| Given task |
Reproduce all of the data below word for word, keeping every line unchanged.
** BEGIN Input material **
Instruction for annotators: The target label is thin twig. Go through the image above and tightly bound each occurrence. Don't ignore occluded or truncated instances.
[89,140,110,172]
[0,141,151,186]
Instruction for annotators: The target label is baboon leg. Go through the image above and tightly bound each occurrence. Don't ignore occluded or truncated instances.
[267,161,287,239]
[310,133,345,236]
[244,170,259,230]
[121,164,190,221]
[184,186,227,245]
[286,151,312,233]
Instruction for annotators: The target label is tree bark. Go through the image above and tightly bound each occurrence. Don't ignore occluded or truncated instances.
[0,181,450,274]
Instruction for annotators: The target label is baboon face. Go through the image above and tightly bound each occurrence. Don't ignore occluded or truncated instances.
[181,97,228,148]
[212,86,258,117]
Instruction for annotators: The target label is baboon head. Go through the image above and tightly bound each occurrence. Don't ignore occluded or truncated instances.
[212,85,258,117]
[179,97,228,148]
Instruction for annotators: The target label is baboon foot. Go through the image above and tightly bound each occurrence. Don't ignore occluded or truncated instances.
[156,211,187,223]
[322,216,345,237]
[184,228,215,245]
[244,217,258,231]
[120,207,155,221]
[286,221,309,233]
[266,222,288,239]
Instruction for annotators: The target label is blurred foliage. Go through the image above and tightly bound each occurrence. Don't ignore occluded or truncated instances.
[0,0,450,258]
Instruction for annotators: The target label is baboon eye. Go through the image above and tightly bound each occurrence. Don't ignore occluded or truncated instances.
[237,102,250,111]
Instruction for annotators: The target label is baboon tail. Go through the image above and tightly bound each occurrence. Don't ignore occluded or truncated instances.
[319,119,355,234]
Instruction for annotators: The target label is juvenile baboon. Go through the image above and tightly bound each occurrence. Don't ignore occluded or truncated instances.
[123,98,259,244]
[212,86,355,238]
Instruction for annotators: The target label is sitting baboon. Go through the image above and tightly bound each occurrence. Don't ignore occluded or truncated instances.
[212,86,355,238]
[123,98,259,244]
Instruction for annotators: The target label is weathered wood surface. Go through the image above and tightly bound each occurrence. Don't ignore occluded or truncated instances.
** END Input material **
| Correct result |
Instruction for annotators: The target label is thin twig. Go through the image above and tightly bound each occurrence. Don't ignore occluded or truncated instances.
[89,140,110,172]
[0,141,151,186]
Instruction for annotators: The target label is baboon leg. Go through the image above and tightly bound each occurrence. Don't ignore occluded or truncated instances.
[267,161,287,239]
[310,133,345,236]
[244,170,259,230]
[121,164,190,221]
[184,186,227,245]
[286,151,312,233]
Instruction for annotators: The target label is tree bark. Go through the image above and tightly bound each occurrence. Don't ignore occluded or truncated instances.
[0,181,450,274]
Instruction for annotators: The target label is baboon face. Go through the image above and tightly bound each occurrence. Don't ignore occluded or truncated instances.
[181,97,228,148]
[212,86,258,117]
Instruction for annotators: The target label is baboon head. Go through the image above and tightly bound each occurrence. Don't ignore occluded or truncated instances.
[212,85,258,117]
[179,97,228,148]
Instruction for annotators: The target label is baboon foot. Go through the image above and tightly bound each occurrence. Don't ignore occluded or truncated instances.
[156,211,187,223]
[322,216,345,237]
[184,228,215,245]
[244,217,258,231]
[120,207,155,221]
[286,221,309,233]
[266,222,288,239]
Instruction for annotators: The target label is blurred foliage. Go through the image above and tightly bound each occurrence. Don't ignore occluded or truncated instances.
[0,0,450,258]
Instruction for annotators: The target label is baboon eye. Go through the image above and tightly bound each occurrence. Don't ignore occluded or truncated instances.
[237,102,250,111]
Instruction for annotators: The target label is baboon tail. Go through the image above and tightly bound each occurrence. Don't ignore occluded or truncated instances.
[319,119,355,234]
Instruction for annotators: The target label is juvenile baboon. Go through the image above and tightly bound each occurrence. Don't ignore occluded or truncated instances.
[123,98,259,244]
[212,86,355,238]
Instruction for annotators: The target label is sitting baboon. Go through the image above and tightly bound each occurrence. Don't ignore occluded or truncated instances.
[212,86,355,238]
[123,98,259,244]
Instruction for annotators: The target label is weathered wood surface. Go through the image above and tightly bound each occurrence. Don't ignore occluded or truncated instances.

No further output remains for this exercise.